Beginning with the line below that contains "Phrase: woman's raised arm" and ending with the line that contains "flower in the picture.", copy every line exactly. Copy nothing else.

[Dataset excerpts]
———
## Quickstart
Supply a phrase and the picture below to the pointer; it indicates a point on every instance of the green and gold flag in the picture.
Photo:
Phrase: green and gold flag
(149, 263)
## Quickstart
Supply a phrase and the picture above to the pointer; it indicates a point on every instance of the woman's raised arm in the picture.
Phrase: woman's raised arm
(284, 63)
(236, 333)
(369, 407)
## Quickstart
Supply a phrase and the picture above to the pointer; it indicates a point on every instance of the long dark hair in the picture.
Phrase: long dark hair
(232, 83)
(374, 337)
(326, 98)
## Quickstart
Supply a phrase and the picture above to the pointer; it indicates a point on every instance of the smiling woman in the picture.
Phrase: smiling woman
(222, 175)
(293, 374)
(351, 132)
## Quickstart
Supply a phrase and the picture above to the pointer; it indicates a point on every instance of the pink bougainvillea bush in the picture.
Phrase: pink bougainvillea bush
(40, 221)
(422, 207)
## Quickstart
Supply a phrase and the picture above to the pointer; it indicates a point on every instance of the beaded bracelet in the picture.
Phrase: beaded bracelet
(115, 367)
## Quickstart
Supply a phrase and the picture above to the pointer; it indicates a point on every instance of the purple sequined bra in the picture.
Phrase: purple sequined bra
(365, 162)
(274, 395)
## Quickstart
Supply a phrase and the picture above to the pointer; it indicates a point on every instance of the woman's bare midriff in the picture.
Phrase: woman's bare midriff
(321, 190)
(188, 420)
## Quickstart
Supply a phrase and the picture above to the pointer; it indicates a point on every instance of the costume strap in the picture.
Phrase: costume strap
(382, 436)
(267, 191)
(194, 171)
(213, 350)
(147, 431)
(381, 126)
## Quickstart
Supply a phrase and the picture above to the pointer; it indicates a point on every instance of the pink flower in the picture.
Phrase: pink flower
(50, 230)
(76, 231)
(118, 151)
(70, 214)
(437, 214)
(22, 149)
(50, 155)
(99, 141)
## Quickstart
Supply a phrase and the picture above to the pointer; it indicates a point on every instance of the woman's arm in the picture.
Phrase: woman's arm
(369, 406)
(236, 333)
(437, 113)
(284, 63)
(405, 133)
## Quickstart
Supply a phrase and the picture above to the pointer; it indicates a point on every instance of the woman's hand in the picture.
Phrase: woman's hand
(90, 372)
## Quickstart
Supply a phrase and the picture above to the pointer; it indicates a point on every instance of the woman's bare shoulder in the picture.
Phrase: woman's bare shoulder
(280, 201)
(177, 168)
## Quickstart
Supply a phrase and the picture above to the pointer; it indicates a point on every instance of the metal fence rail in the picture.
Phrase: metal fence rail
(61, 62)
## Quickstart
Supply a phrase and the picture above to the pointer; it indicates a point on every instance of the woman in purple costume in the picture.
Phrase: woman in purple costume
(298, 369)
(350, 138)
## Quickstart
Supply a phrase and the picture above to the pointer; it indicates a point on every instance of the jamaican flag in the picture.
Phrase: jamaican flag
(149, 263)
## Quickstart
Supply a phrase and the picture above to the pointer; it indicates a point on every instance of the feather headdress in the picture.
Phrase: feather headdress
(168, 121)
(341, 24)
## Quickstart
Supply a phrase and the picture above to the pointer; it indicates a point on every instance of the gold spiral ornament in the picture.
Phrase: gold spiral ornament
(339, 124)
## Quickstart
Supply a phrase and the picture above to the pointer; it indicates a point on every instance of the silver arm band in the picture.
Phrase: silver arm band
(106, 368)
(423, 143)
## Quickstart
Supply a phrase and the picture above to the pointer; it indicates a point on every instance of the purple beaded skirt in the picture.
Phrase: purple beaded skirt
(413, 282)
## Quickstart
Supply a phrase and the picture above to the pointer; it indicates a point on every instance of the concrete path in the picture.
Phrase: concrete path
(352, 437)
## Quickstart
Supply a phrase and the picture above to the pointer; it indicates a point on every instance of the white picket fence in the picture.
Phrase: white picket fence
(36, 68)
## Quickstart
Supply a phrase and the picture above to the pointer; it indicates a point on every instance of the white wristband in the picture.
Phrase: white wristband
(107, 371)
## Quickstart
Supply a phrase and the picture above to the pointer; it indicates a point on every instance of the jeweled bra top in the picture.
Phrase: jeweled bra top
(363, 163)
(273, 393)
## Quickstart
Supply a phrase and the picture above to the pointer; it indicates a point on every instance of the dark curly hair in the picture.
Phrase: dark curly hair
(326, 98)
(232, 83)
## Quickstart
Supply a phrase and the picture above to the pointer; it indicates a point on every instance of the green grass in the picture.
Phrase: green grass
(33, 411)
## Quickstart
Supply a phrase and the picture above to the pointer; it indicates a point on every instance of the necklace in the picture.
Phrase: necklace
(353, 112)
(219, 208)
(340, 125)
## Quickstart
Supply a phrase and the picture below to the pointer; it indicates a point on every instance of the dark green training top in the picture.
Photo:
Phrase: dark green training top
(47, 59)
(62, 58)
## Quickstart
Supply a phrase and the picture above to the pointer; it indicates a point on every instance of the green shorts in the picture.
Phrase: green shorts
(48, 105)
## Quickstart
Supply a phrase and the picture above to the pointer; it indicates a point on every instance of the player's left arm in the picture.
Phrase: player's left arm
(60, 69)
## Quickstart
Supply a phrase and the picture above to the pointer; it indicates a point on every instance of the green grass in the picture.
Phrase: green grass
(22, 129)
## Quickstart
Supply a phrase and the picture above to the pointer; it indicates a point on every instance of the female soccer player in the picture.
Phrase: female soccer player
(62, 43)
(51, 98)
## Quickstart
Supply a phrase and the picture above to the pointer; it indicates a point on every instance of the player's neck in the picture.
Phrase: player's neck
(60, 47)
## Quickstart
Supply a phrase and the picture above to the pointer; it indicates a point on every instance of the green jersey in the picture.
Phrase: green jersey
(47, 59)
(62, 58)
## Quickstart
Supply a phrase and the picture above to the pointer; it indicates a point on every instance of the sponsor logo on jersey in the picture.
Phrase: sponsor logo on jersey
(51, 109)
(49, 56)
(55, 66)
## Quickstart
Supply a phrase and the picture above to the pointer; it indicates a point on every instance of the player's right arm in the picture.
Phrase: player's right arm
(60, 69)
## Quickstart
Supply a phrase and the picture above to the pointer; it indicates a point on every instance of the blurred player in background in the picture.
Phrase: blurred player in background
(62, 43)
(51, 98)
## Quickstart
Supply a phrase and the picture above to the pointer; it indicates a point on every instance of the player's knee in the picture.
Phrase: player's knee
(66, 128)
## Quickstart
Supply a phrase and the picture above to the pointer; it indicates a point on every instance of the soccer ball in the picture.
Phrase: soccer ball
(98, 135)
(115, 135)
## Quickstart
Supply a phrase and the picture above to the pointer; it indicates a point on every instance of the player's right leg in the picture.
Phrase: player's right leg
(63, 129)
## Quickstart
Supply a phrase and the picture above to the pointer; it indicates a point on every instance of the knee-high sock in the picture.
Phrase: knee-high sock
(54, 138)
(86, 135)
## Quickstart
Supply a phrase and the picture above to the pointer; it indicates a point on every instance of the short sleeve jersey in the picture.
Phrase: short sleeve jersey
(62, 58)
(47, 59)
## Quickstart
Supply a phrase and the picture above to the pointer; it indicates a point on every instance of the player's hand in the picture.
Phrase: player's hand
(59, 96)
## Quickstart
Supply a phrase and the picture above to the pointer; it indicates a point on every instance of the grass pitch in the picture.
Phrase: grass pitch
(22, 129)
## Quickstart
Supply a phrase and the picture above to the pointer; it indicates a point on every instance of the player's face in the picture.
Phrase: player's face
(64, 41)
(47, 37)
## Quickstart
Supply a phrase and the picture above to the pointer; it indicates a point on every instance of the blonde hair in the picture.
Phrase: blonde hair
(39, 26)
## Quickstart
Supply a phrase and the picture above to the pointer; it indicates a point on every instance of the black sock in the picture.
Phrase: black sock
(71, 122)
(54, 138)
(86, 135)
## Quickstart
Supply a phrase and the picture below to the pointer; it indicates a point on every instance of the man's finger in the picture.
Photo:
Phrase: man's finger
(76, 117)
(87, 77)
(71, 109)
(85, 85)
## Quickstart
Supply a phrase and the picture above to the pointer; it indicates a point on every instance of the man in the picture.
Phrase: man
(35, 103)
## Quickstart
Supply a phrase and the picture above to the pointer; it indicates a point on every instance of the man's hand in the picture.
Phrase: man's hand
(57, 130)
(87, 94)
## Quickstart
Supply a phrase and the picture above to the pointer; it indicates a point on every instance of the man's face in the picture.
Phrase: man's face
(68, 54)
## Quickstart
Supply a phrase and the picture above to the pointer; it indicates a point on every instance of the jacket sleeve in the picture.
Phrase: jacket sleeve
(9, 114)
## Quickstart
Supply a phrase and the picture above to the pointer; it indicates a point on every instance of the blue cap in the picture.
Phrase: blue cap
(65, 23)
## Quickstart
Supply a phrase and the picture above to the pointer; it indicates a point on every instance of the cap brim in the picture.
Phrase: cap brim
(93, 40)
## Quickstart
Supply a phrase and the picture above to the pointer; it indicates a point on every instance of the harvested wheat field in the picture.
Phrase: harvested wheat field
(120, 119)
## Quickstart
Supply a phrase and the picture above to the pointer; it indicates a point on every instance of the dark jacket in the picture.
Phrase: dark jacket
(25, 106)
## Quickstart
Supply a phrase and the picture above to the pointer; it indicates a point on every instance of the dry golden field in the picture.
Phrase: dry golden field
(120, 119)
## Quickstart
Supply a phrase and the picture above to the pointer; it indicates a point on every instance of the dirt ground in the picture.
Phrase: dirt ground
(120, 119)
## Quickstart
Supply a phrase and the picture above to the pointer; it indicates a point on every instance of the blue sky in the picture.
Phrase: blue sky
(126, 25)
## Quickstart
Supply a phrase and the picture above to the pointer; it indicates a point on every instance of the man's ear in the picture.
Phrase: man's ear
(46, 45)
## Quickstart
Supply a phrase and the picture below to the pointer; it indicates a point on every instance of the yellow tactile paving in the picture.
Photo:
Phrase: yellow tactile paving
———
* [Exercise answer]
Phrase: woman's raised arm
(284, 63)
(236, 333)
(369, 407)
## Quickstart
Supply a phrase and the picture above to the pointer; it indicates a point on every instance of the long dark hair in the picture.
Phrase: long dark hair
(232, 83)
(374, 337)
(326, 98)
## Quickstart
Supply a phrase and the picture above to the pointer; it indicates a point on every instance of the smiling woman in the picture.
Phrase: smiling woman
(222, 175)
(293, 374)
(351, 132)
## Quickstart
Supply a phrase and the picture above to the pointer; it indicates a point on every instance of the pink bougainvillea bush in the picture.
Phrase: pink bougainvillea bush
(40, 221)
(422, 207)
## Quickstart
Supply a phrase and the picture above to the pointer; it indicates a point on every instance of the beaded bracelet in the picture.
Phrase: beaded bracelet
(115, 367)
## Quickstart
Supply a phrase and the picture above to the pointer; it indicates a point on every instance of the purple sequined bra in the picture.
Phrase: purple sequined bra
(365, 162)
(274, 395)
## Quickstart
Supply a phrase and the picture above to the pointer; it indicates a point on every instance of the woman's bare midriff in the picture.
Phrase: woman's bare midriff
(321, 190)
(188, 420)
## Quickstart
Supply a phrase and the picture above to the pointer; it indicates a point on every instance of the costume strap in the picture.
Phrase: costume strap
(382, 436)
(267, 191)
(194, 171)
(213, 350)
(147, 431)
(381, 126)
## Quickstart
Supply a phrase and the picture above to the pointer; it indicates a point on every instance of the pink flower in the picture.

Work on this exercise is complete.